EU member states made a giant collective leap in July when they agreed to back EU borrowing of €750bn. There is far less harmony among capitals when it comes to the irksome job of paying the debts off. 

In informal meetings in Berlin on Friday and Saturday, finance ministers held extensive debates about the need for new European Commission revenue lines (known in Brussels-speak as Own Resources) to repay the debts. But no sign of a consensus came into view. 

The new taxes are particular priority for the European Parliament, which is discussing a “road map” in its dialogue with the EU’s German presidency.

The European Council’s July summit agreed to the creation of a new tax on non-recycled plastics in 2021 alongside aspirations for other revenue lines.

Agreeing high-level statements of intention is one thing; it will be far more difficult for member states to arrive at a unanimous accord on raising substantial amounts of revenue.

*****

**EXERCISE BRIEF**
Could you resume the passage about EU member states repaying the €750bn joint borrowing, picking up after its final sentence? This material has no connection to the passage above.

(Items from a data source)
*****

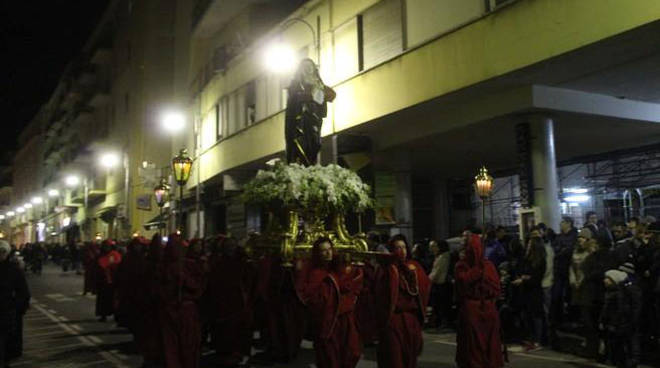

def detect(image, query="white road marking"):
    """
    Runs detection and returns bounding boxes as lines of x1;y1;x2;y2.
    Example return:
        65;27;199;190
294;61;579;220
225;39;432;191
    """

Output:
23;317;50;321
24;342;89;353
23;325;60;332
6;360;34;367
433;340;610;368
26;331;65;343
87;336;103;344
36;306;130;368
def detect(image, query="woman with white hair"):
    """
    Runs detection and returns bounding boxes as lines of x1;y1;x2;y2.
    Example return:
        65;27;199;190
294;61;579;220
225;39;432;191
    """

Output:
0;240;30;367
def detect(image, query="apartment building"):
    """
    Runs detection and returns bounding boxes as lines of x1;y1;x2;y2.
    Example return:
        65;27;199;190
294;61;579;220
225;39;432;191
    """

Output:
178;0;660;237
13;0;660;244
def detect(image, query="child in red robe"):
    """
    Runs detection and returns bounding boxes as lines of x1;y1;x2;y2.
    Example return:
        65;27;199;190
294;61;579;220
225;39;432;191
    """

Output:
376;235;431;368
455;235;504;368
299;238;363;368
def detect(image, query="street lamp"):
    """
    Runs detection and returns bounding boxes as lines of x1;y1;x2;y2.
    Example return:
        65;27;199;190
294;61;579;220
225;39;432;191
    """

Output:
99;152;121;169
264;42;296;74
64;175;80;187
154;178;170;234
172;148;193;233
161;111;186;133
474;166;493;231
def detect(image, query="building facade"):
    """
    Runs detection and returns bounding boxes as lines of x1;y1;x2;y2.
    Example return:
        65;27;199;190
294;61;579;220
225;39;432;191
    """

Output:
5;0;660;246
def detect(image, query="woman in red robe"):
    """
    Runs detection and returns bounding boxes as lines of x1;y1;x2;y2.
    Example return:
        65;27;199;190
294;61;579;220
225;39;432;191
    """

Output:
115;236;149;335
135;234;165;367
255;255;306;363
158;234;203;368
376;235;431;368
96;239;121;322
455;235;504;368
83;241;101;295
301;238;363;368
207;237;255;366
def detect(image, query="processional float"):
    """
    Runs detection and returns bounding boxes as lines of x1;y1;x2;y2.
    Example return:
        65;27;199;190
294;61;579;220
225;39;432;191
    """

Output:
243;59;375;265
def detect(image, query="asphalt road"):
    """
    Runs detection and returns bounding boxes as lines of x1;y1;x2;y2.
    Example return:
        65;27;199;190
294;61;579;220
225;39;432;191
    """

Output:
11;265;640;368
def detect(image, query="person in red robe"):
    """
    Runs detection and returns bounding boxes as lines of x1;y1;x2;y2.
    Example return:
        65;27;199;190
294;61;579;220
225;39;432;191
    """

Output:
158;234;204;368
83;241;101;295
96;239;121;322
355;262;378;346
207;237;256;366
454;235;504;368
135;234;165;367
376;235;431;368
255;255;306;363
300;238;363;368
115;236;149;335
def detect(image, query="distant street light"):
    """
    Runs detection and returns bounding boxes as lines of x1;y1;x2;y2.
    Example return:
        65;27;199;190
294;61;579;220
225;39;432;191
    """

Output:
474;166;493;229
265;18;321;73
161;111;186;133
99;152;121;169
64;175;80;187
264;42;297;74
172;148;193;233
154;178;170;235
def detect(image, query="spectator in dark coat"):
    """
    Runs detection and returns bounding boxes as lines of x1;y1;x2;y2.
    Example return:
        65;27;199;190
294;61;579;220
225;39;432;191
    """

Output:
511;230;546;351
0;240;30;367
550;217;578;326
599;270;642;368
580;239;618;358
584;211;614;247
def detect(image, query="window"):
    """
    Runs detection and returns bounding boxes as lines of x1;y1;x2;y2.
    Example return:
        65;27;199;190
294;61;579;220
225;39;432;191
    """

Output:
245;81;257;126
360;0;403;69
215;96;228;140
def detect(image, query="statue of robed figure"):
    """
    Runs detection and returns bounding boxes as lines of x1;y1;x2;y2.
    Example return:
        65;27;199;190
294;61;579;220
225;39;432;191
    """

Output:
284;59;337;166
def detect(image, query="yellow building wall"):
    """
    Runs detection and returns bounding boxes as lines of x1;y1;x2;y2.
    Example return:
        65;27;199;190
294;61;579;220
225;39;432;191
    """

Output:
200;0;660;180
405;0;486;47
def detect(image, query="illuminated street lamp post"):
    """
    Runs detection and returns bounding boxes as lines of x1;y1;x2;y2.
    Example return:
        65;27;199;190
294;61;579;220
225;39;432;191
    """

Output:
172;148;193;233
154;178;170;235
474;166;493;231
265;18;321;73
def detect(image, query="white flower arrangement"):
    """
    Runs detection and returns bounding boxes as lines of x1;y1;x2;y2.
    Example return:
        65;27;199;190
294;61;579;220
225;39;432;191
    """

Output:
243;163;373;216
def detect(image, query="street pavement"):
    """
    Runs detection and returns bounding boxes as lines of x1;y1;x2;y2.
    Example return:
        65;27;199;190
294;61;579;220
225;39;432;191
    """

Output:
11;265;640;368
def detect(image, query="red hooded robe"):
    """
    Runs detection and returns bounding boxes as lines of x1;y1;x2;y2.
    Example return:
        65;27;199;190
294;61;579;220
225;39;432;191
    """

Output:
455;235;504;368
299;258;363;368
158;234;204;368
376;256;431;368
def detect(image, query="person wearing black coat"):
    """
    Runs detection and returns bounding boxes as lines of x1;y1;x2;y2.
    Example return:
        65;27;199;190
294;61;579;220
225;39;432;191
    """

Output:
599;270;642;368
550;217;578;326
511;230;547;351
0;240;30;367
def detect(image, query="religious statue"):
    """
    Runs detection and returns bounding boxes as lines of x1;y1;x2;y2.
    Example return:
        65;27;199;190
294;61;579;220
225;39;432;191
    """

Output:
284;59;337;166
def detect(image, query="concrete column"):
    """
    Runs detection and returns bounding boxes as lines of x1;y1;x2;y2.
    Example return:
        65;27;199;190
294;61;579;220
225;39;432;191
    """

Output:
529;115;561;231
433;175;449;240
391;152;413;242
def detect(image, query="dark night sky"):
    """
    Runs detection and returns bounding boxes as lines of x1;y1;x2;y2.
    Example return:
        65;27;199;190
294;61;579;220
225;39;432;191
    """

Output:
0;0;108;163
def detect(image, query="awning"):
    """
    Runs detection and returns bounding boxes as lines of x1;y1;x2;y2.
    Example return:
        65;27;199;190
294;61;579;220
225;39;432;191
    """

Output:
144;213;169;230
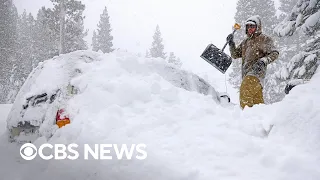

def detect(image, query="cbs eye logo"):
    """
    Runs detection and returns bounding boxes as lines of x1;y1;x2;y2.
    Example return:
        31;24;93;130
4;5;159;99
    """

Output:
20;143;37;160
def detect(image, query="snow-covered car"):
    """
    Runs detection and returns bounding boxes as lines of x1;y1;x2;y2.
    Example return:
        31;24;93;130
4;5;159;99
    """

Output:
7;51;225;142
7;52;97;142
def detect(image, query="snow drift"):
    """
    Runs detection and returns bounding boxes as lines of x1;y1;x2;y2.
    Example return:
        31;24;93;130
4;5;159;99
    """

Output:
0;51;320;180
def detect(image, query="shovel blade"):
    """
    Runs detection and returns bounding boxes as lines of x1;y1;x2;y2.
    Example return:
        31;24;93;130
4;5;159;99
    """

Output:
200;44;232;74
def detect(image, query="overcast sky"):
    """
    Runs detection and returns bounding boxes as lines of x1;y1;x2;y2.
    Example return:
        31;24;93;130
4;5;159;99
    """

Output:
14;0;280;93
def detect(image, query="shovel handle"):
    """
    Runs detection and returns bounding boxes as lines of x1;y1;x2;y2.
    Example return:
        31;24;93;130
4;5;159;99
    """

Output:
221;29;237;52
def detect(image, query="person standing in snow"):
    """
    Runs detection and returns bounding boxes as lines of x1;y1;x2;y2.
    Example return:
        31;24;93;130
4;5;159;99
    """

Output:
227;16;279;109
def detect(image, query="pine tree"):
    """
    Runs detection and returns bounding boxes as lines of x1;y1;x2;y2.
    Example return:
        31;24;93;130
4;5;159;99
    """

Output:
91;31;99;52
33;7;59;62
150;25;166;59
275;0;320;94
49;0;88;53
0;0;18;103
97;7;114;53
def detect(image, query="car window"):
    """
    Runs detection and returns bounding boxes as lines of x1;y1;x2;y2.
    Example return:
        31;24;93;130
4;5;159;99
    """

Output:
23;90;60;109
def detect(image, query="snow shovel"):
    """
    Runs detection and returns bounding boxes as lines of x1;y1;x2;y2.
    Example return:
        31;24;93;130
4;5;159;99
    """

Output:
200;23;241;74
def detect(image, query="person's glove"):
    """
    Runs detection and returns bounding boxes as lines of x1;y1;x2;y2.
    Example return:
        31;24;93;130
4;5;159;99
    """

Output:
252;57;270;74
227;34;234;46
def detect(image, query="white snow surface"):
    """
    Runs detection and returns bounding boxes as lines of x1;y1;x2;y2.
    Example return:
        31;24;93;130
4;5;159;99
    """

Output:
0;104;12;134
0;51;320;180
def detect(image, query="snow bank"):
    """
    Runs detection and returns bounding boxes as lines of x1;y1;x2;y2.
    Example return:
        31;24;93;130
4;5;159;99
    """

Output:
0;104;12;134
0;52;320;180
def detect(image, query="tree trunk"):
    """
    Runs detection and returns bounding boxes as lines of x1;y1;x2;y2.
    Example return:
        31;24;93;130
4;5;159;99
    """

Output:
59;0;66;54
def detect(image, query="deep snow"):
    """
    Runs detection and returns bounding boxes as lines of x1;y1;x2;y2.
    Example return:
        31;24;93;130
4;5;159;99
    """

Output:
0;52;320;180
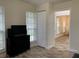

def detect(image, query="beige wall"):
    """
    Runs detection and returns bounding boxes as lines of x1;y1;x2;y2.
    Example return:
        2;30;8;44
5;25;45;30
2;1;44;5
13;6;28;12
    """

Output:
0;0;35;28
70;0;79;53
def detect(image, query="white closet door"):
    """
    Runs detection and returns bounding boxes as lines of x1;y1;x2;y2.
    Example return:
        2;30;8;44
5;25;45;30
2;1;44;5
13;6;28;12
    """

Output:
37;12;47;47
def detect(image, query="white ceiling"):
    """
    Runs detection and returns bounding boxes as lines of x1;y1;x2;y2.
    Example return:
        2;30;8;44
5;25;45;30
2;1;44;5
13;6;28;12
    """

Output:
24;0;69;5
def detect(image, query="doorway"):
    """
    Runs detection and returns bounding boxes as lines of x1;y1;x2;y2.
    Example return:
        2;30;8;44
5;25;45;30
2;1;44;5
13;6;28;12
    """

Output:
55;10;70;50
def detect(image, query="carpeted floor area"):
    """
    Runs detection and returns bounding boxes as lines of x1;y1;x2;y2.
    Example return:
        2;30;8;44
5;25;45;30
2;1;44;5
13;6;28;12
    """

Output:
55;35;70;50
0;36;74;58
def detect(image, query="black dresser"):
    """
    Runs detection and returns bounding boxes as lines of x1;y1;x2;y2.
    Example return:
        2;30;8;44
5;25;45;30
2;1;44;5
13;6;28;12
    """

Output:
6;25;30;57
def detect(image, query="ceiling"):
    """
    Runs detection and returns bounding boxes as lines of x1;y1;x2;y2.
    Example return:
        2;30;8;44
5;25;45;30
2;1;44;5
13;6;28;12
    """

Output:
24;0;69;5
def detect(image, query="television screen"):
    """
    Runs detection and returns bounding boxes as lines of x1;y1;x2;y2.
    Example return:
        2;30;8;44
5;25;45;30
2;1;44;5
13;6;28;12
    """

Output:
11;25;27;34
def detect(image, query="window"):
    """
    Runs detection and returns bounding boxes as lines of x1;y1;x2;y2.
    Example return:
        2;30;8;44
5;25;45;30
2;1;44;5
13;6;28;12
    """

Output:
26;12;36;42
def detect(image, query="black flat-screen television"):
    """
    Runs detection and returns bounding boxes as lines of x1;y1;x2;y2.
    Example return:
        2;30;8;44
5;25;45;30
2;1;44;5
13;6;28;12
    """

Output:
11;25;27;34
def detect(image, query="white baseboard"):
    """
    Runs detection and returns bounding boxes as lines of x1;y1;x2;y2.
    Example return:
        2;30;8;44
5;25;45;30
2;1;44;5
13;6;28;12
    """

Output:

*****

**EXPECTED ANSWER**
That’s partly because capitals jealously guard their tax-raising prerogatives. Dutch voters already dismayed by the commission’s recovery fund power grab, for example, would look askance at the idea of paying new taxes that are funnelled straight into Brussels’ coffers. 

Making matters more complex, some of the new taxes on the table would be technically difficult to implement and would have widely differing impacts among member states, leading to splintered opinions among capitals. 

A presentation to ministers in Berlin’s informal Ecofin prepared by Clemens Fuest of the Ifo Institute and Jean Pisani-Ferry of Bruegel on Friday laid out the options and revenue available. 

The most achievable reform, they argue, would be an overhaul and expansion of the region’s Emissions Trading Scheme, which penalises heavy polluting industries. 

Total revenues up to 2050 could in a “realistic scenario” approach €800bn and possibly even €1.5tn if the scope of the ETS is widened and fewer free allowances are handed out.

An expansion of the ETS system is a natural corollary of the EU’s ambitious carbon-reduction targets, which will be trumpeted by President Ursula von der Leyen in her State of the Union speech on Wednesday. Those will include an upgraded 55 per cent carbon reduction goal for 2030.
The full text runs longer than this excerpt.